**Recorded information**
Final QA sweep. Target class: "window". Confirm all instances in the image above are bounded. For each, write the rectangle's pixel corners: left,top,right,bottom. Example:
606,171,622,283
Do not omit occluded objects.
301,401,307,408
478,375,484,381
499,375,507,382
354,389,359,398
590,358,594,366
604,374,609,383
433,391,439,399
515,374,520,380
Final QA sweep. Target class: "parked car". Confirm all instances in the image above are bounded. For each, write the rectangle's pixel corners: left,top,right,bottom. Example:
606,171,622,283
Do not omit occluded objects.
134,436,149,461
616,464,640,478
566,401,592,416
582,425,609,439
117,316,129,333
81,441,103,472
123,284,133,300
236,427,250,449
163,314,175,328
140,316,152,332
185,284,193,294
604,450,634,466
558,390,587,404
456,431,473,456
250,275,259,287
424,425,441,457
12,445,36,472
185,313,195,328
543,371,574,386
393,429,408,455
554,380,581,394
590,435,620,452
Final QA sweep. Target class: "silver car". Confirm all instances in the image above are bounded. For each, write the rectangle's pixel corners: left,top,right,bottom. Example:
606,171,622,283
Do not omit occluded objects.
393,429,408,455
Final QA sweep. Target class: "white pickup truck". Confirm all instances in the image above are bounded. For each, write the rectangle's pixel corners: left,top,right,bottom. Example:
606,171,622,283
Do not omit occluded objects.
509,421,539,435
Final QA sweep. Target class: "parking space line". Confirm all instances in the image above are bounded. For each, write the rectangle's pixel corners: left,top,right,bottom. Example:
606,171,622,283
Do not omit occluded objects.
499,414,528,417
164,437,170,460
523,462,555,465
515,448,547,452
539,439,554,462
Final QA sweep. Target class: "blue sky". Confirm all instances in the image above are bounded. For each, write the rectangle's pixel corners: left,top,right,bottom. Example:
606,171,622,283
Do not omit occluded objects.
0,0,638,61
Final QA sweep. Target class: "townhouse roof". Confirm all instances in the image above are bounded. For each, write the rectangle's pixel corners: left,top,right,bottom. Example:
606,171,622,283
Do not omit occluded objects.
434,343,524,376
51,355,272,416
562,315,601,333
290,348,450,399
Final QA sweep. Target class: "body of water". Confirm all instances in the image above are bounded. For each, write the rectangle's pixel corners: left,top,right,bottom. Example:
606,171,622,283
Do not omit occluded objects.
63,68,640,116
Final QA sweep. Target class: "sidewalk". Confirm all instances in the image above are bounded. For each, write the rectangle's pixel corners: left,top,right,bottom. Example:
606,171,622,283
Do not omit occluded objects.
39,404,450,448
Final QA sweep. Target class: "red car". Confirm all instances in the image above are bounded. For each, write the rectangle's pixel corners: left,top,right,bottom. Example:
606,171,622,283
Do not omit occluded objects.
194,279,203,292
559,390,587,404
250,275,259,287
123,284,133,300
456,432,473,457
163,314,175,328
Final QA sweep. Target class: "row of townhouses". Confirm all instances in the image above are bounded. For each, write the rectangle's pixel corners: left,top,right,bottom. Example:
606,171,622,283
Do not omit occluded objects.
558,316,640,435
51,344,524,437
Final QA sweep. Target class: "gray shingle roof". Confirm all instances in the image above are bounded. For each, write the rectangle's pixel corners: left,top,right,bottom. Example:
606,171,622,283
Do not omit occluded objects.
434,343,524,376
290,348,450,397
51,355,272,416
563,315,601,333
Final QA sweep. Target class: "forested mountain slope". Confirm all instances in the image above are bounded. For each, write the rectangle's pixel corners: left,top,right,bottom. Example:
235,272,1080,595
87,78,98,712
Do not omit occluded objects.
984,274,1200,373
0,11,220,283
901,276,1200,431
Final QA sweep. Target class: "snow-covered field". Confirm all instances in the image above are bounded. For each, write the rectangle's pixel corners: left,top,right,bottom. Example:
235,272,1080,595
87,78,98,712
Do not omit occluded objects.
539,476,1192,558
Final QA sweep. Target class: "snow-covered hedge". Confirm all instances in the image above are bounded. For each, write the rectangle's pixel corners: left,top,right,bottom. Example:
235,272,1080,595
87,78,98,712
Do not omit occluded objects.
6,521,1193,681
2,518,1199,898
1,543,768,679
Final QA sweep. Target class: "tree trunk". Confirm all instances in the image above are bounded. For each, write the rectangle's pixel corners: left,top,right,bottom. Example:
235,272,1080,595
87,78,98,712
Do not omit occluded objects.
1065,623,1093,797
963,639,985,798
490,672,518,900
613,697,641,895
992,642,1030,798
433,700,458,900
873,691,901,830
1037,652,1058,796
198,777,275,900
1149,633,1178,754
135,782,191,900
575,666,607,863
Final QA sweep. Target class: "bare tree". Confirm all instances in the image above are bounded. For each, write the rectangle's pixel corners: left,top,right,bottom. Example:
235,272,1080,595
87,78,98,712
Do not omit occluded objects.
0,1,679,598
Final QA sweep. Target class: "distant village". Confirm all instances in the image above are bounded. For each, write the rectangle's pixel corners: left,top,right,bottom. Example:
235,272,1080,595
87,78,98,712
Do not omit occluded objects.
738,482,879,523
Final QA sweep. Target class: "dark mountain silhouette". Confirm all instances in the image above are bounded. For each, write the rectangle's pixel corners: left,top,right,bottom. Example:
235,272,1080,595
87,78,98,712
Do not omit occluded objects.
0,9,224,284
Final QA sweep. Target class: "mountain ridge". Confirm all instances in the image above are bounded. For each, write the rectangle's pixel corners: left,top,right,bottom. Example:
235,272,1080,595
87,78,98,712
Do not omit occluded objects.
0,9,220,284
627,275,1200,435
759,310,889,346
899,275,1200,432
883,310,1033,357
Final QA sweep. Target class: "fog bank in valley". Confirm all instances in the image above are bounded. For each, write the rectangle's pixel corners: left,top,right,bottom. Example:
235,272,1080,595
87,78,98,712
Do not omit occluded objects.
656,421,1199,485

**Work item**
Look through the material and find each line that includes "roof", then copy it.

**Written answer**
Final QA sweep. Target class: "townhouse roof". Confirm all instances in the image above are bounded. For each, write the rectangle's pixel corners: left,top,right,bottom. Example:
Final QA sweep. Target class: "gray shingle roof". Confirm all instances in the image above are bounded. For each, write the rectangle's pixel corners: left,top,right,bottom. Example:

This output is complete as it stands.